---------- ENTRIES SUPPLIED

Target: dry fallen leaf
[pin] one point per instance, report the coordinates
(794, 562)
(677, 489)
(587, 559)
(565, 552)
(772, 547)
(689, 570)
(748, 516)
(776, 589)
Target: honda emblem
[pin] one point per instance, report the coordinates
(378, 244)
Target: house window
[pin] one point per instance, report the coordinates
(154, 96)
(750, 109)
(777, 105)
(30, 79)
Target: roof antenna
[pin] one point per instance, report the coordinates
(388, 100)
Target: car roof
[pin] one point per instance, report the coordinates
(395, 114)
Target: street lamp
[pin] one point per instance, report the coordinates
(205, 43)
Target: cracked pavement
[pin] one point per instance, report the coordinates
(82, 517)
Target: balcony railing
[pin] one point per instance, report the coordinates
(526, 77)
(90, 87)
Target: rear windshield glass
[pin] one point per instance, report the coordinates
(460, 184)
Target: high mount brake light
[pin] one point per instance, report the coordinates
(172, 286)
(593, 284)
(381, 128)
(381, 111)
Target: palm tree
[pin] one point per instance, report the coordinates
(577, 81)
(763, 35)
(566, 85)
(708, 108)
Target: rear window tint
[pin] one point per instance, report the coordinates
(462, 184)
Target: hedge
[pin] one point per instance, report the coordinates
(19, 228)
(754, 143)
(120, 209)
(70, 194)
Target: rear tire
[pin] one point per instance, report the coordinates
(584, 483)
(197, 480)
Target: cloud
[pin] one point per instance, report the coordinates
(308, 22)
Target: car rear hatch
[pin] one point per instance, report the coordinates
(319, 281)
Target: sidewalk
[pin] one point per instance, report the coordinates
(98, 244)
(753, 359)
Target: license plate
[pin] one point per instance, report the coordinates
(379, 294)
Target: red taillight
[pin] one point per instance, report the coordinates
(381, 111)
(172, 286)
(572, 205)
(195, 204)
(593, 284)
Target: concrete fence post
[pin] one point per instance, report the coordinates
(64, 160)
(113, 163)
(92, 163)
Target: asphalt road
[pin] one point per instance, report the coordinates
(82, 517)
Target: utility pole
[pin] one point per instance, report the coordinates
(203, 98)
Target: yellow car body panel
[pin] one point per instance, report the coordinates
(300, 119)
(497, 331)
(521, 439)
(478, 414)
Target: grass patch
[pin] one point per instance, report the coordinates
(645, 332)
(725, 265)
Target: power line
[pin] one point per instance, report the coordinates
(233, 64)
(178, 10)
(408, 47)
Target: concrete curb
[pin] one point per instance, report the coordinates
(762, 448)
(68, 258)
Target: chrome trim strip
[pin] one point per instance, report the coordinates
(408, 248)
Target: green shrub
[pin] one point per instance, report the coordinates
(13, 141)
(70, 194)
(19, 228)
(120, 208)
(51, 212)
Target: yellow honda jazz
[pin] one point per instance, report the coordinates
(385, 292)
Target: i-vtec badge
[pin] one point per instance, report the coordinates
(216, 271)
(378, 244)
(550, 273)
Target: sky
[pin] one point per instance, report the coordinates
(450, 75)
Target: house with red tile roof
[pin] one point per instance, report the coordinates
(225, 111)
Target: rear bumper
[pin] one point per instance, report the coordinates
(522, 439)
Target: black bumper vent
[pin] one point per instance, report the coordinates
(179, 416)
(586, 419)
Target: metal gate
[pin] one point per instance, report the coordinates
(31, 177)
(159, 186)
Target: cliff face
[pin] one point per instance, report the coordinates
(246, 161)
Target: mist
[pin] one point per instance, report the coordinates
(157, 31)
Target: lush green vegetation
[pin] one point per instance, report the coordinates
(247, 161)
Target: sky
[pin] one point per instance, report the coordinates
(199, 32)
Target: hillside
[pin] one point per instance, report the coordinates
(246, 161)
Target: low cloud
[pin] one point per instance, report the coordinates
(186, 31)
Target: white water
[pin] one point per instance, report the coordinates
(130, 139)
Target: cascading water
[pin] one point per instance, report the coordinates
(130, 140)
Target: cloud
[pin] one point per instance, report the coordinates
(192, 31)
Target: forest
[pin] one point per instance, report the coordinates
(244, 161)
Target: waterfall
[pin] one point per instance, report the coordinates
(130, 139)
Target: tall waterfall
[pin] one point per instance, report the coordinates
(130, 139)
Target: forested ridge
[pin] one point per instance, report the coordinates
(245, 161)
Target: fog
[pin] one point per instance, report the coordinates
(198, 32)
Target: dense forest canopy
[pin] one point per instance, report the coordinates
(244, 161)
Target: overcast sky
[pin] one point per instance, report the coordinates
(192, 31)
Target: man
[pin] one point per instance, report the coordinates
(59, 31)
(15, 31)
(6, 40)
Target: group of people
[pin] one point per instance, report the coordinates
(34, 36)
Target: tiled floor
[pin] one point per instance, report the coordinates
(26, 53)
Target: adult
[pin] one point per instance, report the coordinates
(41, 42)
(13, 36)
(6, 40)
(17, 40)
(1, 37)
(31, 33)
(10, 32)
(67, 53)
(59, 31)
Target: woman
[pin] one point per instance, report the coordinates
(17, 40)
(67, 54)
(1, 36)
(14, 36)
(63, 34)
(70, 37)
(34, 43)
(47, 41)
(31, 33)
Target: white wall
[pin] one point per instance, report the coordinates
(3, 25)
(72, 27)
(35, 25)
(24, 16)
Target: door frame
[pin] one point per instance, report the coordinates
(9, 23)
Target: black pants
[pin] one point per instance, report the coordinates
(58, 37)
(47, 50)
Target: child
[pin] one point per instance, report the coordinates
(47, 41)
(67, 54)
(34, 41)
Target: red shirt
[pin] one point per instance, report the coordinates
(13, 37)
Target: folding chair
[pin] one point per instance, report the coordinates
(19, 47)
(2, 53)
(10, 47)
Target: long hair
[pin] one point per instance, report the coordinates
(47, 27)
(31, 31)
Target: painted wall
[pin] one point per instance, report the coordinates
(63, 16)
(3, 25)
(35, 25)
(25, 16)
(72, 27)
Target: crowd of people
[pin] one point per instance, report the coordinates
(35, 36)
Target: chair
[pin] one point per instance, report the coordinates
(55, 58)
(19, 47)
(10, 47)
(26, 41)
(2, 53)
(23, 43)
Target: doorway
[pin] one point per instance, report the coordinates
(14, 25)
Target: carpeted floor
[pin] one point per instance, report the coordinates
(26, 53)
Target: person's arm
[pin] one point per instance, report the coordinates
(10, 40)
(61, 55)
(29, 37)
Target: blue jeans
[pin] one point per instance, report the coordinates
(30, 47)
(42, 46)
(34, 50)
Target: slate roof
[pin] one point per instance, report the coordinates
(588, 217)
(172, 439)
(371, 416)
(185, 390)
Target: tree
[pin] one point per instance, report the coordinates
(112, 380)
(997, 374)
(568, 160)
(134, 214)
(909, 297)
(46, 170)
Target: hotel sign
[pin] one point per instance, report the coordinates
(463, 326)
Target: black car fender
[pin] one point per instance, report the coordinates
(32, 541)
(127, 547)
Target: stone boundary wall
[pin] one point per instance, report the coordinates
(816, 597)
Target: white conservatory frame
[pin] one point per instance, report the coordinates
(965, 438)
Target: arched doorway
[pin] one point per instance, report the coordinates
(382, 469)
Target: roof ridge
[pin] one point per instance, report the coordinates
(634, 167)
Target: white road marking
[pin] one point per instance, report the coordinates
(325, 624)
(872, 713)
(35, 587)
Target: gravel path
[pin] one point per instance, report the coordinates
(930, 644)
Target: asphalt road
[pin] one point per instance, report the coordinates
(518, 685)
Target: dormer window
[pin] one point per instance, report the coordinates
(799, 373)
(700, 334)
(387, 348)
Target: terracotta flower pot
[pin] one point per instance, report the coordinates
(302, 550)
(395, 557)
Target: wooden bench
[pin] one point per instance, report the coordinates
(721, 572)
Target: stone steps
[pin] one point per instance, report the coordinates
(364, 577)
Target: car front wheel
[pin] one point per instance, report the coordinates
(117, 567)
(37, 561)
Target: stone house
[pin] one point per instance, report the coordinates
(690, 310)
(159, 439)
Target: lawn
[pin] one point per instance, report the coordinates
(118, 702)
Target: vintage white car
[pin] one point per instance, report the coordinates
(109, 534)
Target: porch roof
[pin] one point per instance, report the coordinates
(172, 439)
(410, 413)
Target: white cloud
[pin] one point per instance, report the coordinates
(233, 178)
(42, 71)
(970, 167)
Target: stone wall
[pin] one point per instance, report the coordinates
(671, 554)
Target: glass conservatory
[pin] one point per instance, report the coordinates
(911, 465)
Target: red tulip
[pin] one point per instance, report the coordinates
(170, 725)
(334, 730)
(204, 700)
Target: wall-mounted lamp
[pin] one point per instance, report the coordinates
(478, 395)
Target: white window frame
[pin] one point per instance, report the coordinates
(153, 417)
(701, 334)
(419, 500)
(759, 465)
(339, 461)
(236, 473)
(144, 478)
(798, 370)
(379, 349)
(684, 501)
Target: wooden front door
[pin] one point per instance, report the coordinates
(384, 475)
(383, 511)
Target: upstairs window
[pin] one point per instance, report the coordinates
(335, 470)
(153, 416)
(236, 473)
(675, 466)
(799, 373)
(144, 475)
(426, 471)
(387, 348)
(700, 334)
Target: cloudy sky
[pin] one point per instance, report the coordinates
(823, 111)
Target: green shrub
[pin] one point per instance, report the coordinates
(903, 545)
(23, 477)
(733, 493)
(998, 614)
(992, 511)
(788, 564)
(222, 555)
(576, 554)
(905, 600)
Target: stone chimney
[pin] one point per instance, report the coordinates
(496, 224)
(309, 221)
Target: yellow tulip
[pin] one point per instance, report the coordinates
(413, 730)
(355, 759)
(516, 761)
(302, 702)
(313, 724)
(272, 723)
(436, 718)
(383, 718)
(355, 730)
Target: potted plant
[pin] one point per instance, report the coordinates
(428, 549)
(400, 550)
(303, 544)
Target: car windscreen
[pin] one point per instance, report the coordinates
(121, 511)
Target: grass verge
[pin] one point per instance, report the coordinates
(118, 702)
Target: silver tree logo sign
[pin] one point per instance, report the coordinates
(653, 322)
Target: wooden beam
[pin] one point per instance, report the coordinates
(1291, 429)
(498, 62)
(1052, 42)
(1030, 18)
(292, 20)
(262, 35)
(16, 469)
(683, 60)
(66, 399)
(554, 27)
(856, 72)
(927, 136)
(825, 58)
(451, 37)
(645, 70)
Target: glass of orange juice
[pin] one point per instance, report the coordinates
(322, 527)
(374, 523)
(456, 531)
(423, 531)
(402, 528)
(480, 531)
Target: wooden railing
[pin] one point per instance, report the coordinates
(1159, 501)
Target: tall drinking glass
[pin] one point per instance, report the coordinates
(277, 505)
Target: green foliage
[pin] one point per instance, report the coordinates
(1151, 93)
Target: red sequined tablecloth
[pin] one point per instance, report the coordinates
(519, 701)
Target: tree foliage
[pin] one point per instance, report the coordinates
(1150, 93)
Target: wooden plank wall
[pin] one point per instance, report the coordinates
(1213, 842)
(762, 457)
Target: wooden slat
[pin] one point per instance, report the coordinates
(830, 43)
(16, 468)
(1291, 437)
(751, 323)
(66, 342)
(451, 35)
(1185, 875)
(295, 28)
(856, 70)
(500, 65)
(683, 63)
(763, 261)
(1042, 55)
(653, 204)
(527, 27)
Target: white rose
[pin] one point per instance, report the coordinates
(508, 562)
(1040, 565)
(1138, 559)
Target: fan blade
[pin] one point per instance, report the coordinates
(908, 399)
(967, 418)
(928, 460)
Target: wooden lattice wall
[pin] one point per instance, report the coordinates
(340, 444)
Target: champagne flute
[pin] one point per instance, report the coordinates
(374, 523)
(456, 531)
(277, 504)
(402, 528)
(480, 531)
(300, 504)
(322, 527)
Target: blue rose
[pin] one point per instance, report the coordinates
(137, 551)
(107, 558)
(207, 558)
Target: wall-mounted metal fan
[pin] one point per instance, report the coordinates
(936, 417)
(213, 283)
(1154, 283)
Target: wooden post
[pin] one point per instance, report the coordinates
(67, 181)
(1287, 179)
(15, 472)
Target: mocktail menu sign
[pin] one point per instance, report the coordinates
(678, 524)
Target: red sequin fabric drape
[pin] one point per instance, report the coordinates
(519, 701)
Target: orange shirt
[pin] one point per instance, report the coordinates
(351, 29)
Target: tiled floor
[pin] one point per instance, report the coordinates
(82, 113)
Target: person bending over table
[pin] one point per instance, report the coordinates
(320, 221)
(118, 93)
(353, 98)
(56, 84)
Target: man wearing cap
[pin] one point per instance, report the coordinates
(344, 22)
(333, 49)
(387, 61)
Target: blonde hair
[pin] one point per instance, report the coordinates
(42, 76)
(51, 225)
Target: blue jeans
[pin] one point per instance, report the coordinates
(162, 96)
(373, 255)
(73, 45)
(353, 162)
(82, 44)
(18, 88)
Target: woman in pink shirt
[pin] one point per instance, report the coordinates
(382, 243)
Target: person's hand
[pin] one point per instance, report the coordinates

--------------------

* TASK INSTRUCTIONS: Reproduce, word for word, every line starting at the line that contains "Target: wooden slat" and ending with the final line of the entries.

* WRITTEN RESPONSE:
Target: wooden slat
[pin] one point per instance, report the coordinates
(830, 43)
(16, 468)
(1291, 437)
(751, 323)
(66, 342)
(451, 35)
(1185, 875)
(295, 28)
(856, 70)
(500, 65)
(683, 63)
(763, 261)
(1042, 55)
(653, 204)
(527, 27)
Target: white rose
[pin] one point per instance, report the coordinates
(508, 562)
(1040, 565)
(1138, 559)
Target: fan blade
[pin] one point per instance, report the coordinates
(908, 399)
(967, 418)
(928, 460)
Target: wooden lattice wall
[pin] one point per instance, report the coordinates
(340, 444)
Target: champagne flute
[pin] one point per instance, report the coordinates
(374, 523)
(456, 531)
(277, 504)
(402, 528)
(480, 531)
(300, 504)
(322, 527)
Target: blue rose
[pin] one point per instance, report the coordinates
(137, 551)
(107, 558)
(207, 558)
Target: wall-mounted metal fan
[pin] one point per instance, report the coordinates
(936, 417)
(213, 283)
(1154, 283)
Target: wooden post
[pin] one point per instance, report the coordinates
(67, 181)
(1287, 179)
(15, 472)
Target: mocktail menu sign
[pin] one point per instance, report the coordinates
(678, 524)
Target: red sequin fabric drape
[pin] one point per instance, report the coordinates
(519, 701)
Target: orange shirt
[pin] one point per instance, report the coordinates
(351, 29)
Target: tiled floor
[pin] one point per instance, report the coordinates
(82, 113)
Target: person bending over table
[pin] one point per instance, report the coordinates
(320, 221)
(118, 93)
(353, 98)
(56, 84)
Target: man wearing cap
[pin] one point per instance, report the coordinates
(344, 22)
(333, 49)
(387, 61)
Target: blonde hair
[pin] one point per instance, report the coordinates
(42, 76)
(51, 225)
Target: blue jeans
[pin] one point per instance, report the coordinates
(162, 96)
(373, 255)
(73, 45)
(353, 162)
(82, 44)
(18, 88)
Target: woman in pink shirt
[pin] one point per instance, report the coordinates
(382, 243)
Target: person's hand
[pin] one point per instance, report the coordinates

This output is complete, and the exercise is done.